BRIEF:
Search the records for the line with "[point] sky (one". Output that line and each line after it, exactly, and stop at the end; omit pictures.

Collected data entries
__________

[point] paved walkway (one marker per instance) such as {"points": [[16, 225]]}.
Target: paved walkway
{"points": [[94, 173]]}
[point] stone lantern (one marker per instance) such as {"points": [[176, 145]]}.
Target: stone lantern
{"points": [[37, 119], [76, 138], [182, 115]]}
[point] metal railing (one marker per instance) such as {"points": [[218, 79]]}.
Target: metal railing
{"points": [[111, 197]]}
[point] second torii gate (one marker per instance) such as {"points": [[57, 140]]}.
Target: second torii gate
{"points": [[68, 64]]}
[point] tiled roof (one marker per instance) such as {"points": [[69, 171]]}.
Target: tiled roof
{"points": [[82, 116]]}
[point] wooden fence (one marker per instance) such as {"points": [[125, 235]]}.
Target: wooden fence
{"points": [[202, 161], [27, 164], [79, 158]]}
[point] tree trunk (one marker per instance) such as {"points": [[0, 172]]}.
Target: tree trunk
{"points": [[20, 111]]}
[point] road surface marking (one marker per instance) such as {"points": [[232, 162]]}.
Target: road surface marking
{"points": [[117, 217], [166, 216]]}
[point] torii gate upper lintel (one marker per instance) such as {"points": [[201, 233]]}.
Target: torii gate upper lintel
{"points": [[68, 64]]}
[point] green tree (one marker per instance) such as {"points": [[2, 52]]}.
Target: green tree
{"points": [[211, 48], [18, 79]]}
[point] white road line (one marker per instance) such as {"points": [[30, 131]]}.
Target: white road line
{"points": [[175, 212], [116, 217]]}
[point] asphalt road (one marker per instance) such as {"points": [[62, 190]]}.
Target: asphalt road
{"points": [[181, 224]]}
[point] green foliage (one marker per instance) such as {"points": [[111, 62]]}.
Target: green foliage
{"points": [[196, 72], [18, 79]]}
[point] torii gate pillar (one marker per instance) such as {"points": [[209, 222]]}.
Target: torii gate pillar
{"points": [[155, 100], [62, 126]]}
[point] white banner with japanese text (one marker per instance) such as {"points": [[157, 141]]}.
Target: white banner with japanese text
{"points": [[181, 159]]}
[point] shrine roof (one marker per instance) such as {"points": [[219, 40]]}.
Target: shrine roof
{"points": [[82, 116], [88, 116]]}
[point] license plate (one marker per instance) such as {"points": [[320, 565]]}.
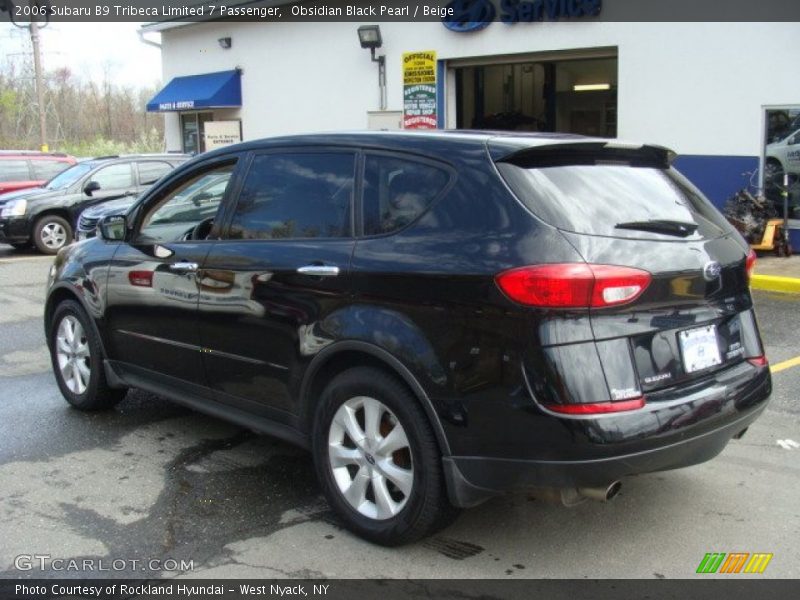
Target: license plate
{"points": [[699, 348]]}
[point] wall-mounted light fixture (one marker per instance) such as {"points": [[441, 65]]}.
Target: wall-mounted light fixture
{"points": [[591, 87], [369, 36]]}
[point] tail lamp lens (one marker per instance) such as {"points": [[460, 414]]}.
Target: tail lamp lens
{"points": [[750, 263], [573, 285]]}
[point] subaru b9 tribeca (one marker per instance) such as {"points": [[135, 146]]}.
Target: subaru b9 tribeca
{"points": [[438, 317]]}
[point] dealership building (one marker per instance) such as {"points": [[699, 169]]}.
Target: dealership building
{"points": [[706, 90]]}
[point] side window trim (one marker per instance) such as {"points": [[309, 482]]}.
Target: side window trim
{"points": [[174, 180], [246, 165], [410, 157]]}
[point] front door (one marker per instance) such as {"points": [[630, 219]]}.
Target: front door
{"points": [[270, 288], [153, 281]]}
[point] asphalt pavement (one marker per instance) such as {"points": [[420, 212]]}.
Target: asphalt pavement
{"points": [[150, 481]]}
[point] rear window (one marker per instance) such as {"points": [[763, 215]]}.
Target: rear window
{"points": [[14, 170], [615, 200], [45, 170]]}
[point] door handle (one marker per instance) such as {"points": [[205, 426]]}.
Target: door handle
{"points": [[319, 270], [183, 266]]}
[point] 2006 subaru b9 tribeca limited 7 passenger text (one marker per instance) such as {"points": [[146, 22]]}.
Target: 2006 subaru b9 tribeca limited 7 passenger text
{"points": [[439, 317]]}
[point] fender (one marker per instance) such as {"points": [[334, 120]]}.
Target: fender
{"points": [[390, 361]]}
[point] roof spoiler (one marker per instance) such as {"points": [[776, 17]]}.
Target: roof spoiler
{"points": [[591, 153]]}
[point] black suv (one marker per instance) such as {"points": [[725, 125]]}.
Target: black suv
{"points": [[47, 215], [439, 317]]}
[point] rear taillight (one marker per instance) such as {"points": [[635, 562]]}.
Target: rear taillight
{"points": [[758, 361], [750, 263], [597, 408], [573, 285]]}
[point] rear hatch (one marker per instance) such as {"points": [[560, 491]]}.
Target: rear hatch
{"points": [[625, 206]]}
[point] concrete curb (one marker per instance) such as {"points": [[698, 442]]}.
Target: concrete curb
{"points": [[774, 283]]}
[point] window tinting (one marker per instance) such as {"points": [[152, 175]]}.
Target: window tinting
{"points": [[114, 177], [303, 195], [14, 170], [594, 199], [175, 216], [45, 170], [150, 172], [397, 191]]}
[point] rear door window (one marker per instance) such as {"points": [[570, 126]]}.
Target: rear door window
{"points": [[615, 200], [114, 177], [152, 171], [296, 196], [14, 170], [45, 170], [397, 191]]}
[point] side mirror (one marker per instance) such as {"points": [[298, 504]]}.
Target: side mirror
{"points": [[90, 187], [113, 228]]}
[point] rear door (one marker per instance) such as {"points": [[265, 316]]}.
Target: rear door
{"points": [[153, 282], [269, 287], [626, 207]]}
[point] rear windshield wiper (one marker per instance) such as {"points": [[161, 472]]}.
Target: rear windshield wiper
{"points": [[678, 228]]}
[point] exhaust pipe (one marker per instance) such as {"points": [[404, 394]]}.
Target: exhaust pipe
{"points": [[601, 494], [573, 496]]}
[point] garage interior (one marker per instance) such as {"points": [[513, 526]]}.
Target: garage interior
{"points": [[575, 95]]}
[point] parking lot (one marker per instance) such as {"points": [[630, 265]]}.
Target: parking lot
{"points": [[185, 494]]}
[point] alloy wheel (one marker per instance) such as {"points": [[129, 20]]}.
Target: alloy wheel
{"points": [[370, 458], [53, 235], [72, 352]]}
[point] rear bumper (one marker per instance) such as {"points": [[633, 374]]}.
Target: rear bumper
{"points": [[14, 230], [675, 442]]}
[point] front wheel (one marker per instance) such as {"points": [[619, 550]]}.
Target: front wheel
{"points": [[377, 459], [51, 233], [77, 360]]}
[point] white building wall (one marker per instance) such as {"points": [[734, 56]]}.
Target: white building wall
{"points": [[695, 87]]}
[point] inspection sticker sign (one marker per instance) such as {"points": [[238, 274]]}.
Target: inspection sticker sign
{"points": [[419, 90]]}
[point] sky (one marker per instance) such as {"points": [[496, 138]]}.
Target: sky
{"points": [[87, 48]]}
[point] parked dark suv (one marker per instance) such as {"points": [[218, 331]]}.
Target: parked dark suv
{"points": [[46, 215], [439, 317]]}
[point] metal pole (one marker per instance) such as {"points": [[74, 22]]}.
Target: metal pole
{"points": [[785, 195], [37, 67]]}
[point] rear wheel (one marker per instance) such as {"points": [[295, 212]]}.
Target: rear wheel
{"points": [[77, 360], [51, 233], [378, 460]]}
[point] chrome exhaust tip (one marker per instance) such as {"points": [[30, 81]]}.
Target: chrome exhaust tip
{"points": [[601, 494]]}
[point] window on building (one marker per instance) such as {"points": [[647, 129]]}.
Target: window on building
{"points": [[397, 191], [193, 131], [290, 196], [567, 96]]}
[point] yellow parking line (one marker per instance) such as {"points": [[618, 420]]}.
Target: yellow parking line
{"points": [[792, 362], [774, 283]]}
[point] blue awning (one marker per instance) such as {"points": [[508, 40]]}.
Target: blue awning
{"points": [[210, 90]]}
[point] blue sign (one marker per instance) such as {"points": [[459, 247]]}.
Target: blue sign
{"points": [[474, 15], [469, 15]]}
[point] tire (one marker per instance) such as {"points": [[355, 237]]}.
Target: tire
{"points": [[51, 233], [381, 511], [77, 358]]}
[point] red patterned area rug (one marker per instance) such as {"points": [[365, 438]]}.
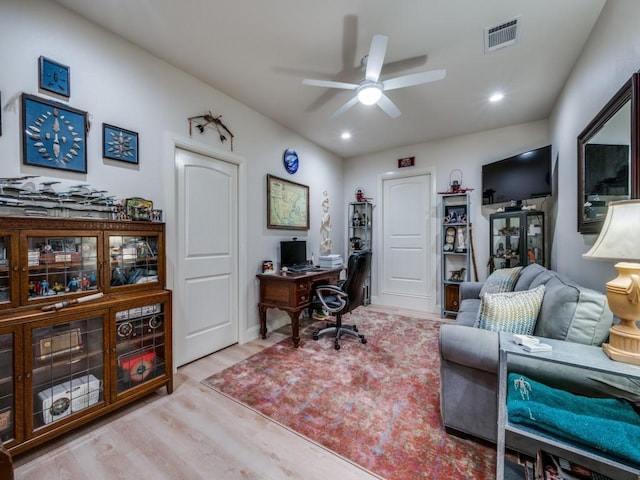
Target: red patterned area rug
{"points": [[376, 404]]}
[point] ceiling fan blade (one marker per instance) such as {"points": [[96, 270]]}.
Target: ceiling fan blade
{"points": [[399, 66], [329, 84], [388, 107], [414, 79], [375, 60], [345, 107]]}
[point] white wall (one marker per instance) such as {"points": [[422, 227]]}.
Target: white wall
{"points": [[467, 153], [608, 60], [123, 85]]}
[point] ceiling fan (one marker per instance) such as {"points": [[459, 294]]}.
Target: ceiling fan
{"points": [[371, 90]]}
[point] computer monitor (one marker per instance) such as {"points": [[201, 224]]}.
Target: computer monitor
{"points": [[293, 252]]}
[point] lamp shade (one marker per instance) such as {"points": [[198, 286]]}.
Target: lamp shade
{"points": [[619, 239]]}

__________

FULL SOLUTION:
[point] sky (one marker per instance) such as {"points": [[496, 138]]}.
Target: sky
{"points": [[87, 48]]}
[point] parked dark suv (one marker per instance) such as {"points": [[218, 331]]}.
Target: parked dark suv
{"points": [[46, 215], [439, 317]]}
[point] metal pole (one marker per instance) such as {"points": [[74, 22]]}.
Target: metal pole
{"points": [[785, 195], [37, 67]]}
[point] rear wheel (one marker per instance) such as {"points": [[295, 212]]}.
Target: rear wheel
{"points": [[77, 360], [51, 233], [378, 460]]}
[point] chrome exhaust tip (one marker per instance) such as {"points": [[30, 81]]}.
Target: chrome exhaust tip
{"points": [[601, 494]]}
[point] window on building (one marker per instance) such as {"points": [[647, 129]]}.
Target: window on building
{"points": [[397, 191], [193, 131], [290, 196], [567, 96]]}
[point] yellow parking line (one marker per instance) such as {"points": [[618, 420]]}.
Target: yellow parking line
{"points": [[792, 362], [774, 283]]}
[point] blue awning (one marker per instance) such as {"points": [[508, 40]]}.
Target: blue awning
{"points": [[210, 90]]}
[point] blue sign (one marker per instance) such as {"points": [[459, 247]]}.
Target: blue sign
{"points": [[474, 15], [469, 15]]}
[point] tire (one marker per instance) such as {"points": [[355, 237]]}.
Target: tire
{"points": [[51, 233], [381, 511], [77, 358]]}
[point] red patterned area rug (one marker per instance) such as {"points": [[365, 438]]}.
Target: red patterned area rug
{"points": [[376, 404]]}
[point] ceiling fan blade (one marker per instance) such as {"points": [[96, 270]]}.
Target: ceiling fan blade
{"points": [[399, 66], [329, 84], [388, 107], [414, 79], [375, 60], [345, 107]]}
[point] white wall (one marker per instance) such as {"points": [[422, 227]]}.
Target: white wall
{"points": [[467, 153], [608, 60], [123, 85]]}
[point] ceiling fan (one marker per instance) such as {"points": [[459, 294]]}.
Target: ceiling fan
{"points": [[371, 90]]}
[point] computer monitor (one marker per instance) such as {"points": [[201, 224]]}.
Target: computer monitor
{"points": [[293, 252]]}
[point] lamp shade (one marker per instance) such as {"points": [[198, 286]]}.
Target: lamp shade
{"points": [[619, 239]]}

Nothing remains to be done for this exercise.